Written problem A:
According to the text below, which team did Louisville lose to in the NCAA final?

At Louisville, Paul was part of the first Cardinal women's basketball program to make it to the NCAA Final Four (2009). During his time at Louisville, the Cards made four NCAA Tournament appearances and advanced to the national championship game twice. Louisville advanced to the NCAA final, losing to Connecticut. Along the way to the title game, the No. 5 seed Cards defeated the No. 1 seed Baylor, and in doing so were nominated for "Best Upset" at the 2013 ESPYs.

Paul's duties as video coordinator included preparing scouting reports, producing highlight videos and game film, helping with recruiting videos and developing game plans alongside the coaching staff.

Prior to Louisville, Paul attended Kentucky State University in Frankfort, Ky., where he worked as the student manager for the men's basketball team. He graduated with his bachelor's in business marketing with a minor in journalism in 2008.

A Hempstead, N.Y., native, Paul moved to Louisville at age 11 and attended Waggener High School, where he played varsity basketball and football. He received a Johnny Unitas Golden Arm Educational Foundation scholarship award in 2003 for football, and was first team all-district in 2002 and 2003.



Jester - are you aware of any goings-on in the athletic department at RHIT? My sources still around town have reported things over the past year or so but they've all culminated for me with this recent hire. With SO many talented, hard-charging, and accomplished assistants and former head coaches out there, the very fact that this arrogant and stupefying decision was made at all is all the proof an observer would need to understand that something is really, really wrong in Terre Haute.

I probably shouldn't be surprised based on a few things I'VE heard, but just wondering if I'm the only one hearing them.
#4
Quote from: Ron Boerger on June 26, 2023, 04:56:41 PM
On another note, RHIT has their 2023-4 roster up; 10 young women, including four newcomers.  It appears that everyone who could return did.

I believe the 6'2 girl is a nice player - undoubtedly recruited by the previous staff and decided to enroll at RHIT anyway. He'll start with a cupboard that's not completely bare - with an All-conference performer in Baum, a Freshman of the Year candidate in Roland, and nice role-players in Miller and Gallegos-Rodriguez. I think there's enough talent there that Prevo would have won at least 10-11 games with this group - we'll see what happens. What he won't have, unfortunately, will be a single soul who can handle the ball in the backcourt, other than Baum. We will find out soon enough if he can coach. It'll take a couple years to find out if he can recruit.

What WILL be interesting will be the direction of the program if there are any injuries? The standard has already been laid down and if two kids go down (if Randolph remains sidelined they only have 9 players) and they have only seven players at any point in the season, they won't be able to play. Per the AD's decision last year, it will be too hard on the kids mentally - so she won't dare allow them to play with only 7 kids next year.
#5
Quote from: Ron Boerger on June 26, 2023, 04:38:27 PM
Strange hire, indeed.  Totally perplexed at what the AD at RHIT was thinking (if the hire wasn't dictated by someone in administration which given the general cluelessness shown may be the case).  Good luck to all involved.

Written problem B:
Reproduce word for word the lines of the records below, starting with the line that contains "find | red strawberry" and going on through the end of the records, including that first line.

Records shown:
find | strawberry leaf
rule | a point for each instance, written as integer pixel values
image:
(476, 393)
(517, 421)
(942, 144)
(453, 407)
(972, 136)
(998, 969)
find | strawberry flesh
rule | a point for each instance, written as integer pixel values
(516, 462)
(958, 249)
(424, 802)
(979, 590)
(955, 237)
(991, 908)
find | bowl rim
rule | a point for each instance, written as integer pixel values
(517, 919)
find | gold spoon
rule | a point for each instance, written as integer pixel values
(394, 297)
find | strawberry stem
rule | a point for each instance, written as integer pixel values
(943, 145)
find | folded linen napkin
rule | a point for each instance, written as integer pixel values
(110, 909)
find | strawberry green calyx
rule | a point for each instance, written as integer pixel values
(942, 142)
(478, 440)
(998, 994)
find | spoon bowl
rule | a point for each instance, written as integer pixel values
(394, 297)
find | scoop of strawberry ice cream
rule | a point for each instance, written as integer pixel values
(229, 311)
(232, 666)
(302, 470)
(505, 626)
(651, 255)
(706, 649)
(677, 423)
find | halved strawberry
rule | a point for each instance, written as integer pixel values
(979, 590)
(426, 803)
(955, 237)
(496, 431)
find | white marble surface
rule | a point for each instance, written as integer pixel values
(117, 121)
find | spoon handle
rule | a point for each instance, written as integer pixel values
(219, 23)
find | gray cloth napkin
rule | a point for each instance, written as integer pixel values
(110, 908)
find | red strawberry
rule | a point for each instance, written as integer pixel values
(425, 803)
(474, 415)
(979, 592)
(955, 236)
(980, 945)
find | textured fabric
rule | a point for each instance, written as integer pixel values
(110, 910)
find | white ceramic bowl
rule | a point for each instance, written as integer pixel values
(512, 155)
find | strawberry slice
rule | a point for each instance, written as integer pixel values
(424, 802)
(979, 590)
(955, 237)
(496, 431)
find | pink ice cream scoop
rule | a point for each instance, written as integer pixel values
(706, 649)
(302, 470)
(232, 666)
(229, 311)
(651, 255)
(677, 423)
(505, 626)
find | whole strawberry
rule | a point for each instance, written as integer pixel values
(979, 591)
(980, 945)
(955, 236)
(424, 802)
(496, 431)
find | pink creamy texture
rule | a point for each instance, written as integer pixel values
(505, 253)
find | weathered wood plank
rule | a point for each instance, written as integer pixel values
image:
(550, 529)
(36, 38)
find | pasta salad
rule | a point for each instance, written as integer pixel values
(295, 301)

Full solution A:
Connecticut.

Full solution B:
find | red strawberry
rule | a point for each instance, written as integer pixel values
(425, 803)
(474, 415)
(979, 592)
(955, 236)
(980, 945)
find | textured fabric
rule | a point for each instance, written as integer pixel values
(110, 910)
find | white ceramic bowl
rule | a point for each instance, written as integer pixel values
(512, 155)
find | strawberry slice
rule | a point for each instance, written as integer pixel values
(424, 802)
(979, 590)
(955, 237)
(496, 431)
find | pink ice cream scoop
rule | a point for each instance, written as integer pixel values
(706, 649)
(302, 470)
(232, 666)
(229, 311)
(651, 255)
(677, 423)
(505, 626)
find | whole strawberry
rule | a point for each instance, written as integer pixel values
(979, 591)
(980, 945)
(955, 236)
(424, 802)
(496, 431)
find | pink creamy texture
rule | a point for each instance, written as integer pixel values
(505, 253)
find | weathered wood plank
rule | a point for each instance, written as integer pixel values
image:
(550, 529)
(36, 38)
find | pasta salad
rule | a point for each instance, written as integer pixel values
(295, 301)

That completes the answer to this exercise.